→ Yazılı görev 1: Mesut Öztürk söyleşisine göre Akaretler'deki Füreya Retrospektifi sergisinde bulunan iş türlerini sıralayın.

→ Okuma parçası:
-.-.-

IN-BETWEEN Tasarım Platformu olarak 2016’da başladığımız SPOTLIGHT serisine SPOTLIGHT+podcast ile devam ediyoruz. SPOTLIGHT, yeni sezonunda değişen dünya dinamiklerine karşı, üretimleriyle pozitif bir tavır geliştiren genç jenerasyona odaklanıyor ve bu sezon podcast kanalı ile erişimini genişletiyor.
SPOTLIGHT+podcast kapsamında ikinci konuğumuz mimar ve tasarımcı Mesut Öztürk. Mesut, seramik üzerinden, insanlığın uyguladığı en basit teknikler aracığıyla bir geometrik alfabe tasarlayarak bir tasarım dili üretiyor.
Geçtiğimiz aylarda Jacquemus’ün markasının 10. Yılı sebebiyle Paris’teydin. Nasıl geçti?
Güzel geçti. Geçen hafta gittim, dört gün kaldım. İki gün süren bir etkinlikti. Jacquemus markasının 10. Yılı sebebiyle bir arşiv satışı etkinliği yapıldı. On yıllık zaman diliminde kendi koleksiyonundan seçtiği parçaların satıldığı bir etkinlikti. Çok ilgi gördü, şu an bulamadığınız, eski sezon ürünlerin de olduğu bir etkinlikti. 23.000 kişi kaydolmuş ve iki gün içinde 8.000 kişi ziyaret etmiş. Kaydolan herkes ziyaret edemedi çünkü çok uzun bir sıra vardı girişte. İlk gittiğim gün ben de çok şaşırdım. Bu koleksiyonun satışının yanı sıra bir de vazo seçkisi vardı. Jacquemus’ün vazolara özel bir ilgisi var. Kişisel bir vazo koleksiyonu var, yeni açtığı restoranda benim de işlerimin bulunduğu bir koleksiyon. Bu sergideki vazo seçkisi için 12 tane tasarımcı vardı. Çoğu Fransa’dan olan tasarımcıların arasında sanırım yurt dışından bir tek ben vardım. 11 tane vazo ile orada bulundum. Bu vazolar hem oradaki atmosferin bir parçasıydı, dekor olarak kullanıldı, hem de satılıyordu. Benim de 10 adet vazom satıldı.
Seramiğe ilgin nasıl başladı? Bu malzemeye nasıl yaklaştın?
İki sene önce Akaretler’de Füreya Retrospektifi sergisi olmuştu. Füreya’nın bilmediğim işlerini de görmüş oldum. Duvar panoları, tabak ve bardaklar vardı sergide. Bu sergi beni çok etkiledi. Seramiğin yaratıcılığa ne kadar imkan tanıdığını ve ne kadar farklı yorumlanabileceğini gördüm. Özellikle duvar panosu gibi, işin mimarlıkla ilgili olan tarafı beni çok etkiledi. Bu sergiyi gezdiğimde aklımda seramikle uğraşma fikri oluştu. Fakat o zamanlar seramiğe başlamadım. Hayatım çok yoğundu. Doktora yapıyordum, çalışıyordum, üniversitede yarı zamanlı ders veriyordum. Başlamasam da aklımın bir köşesinde hep seramik vardı. Ertesi sene başka sebeplerden dolayı doktorayı bıraktım. Bu yeni bir şeye başlamam için fırsat oldu.

-.-.-

→ Sağlanan malzeme:
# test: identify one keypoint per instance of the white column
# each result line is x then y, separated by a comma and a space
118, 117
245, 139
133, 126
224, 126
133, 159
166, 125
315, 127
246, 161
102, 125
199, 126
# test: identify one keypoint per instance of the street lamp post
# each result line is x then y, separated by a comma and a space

-.-.-

→ Yazılı görev 2: Yukarıdaki satırlarda "# test: identify one keypoint per instance of the street" ifadesini içeren satırdan satırların sonuna kadar, iki uç da dahil olmak üzere, her satırı aynen yazın.

→ Tam yanıt 1: Duvar panoları, tabak ve bardaklar.

→ Tam yanıt 2:
# test: identify one keypoint per instance of the street lamp post
# each result line is x then y, separated by a comma and a space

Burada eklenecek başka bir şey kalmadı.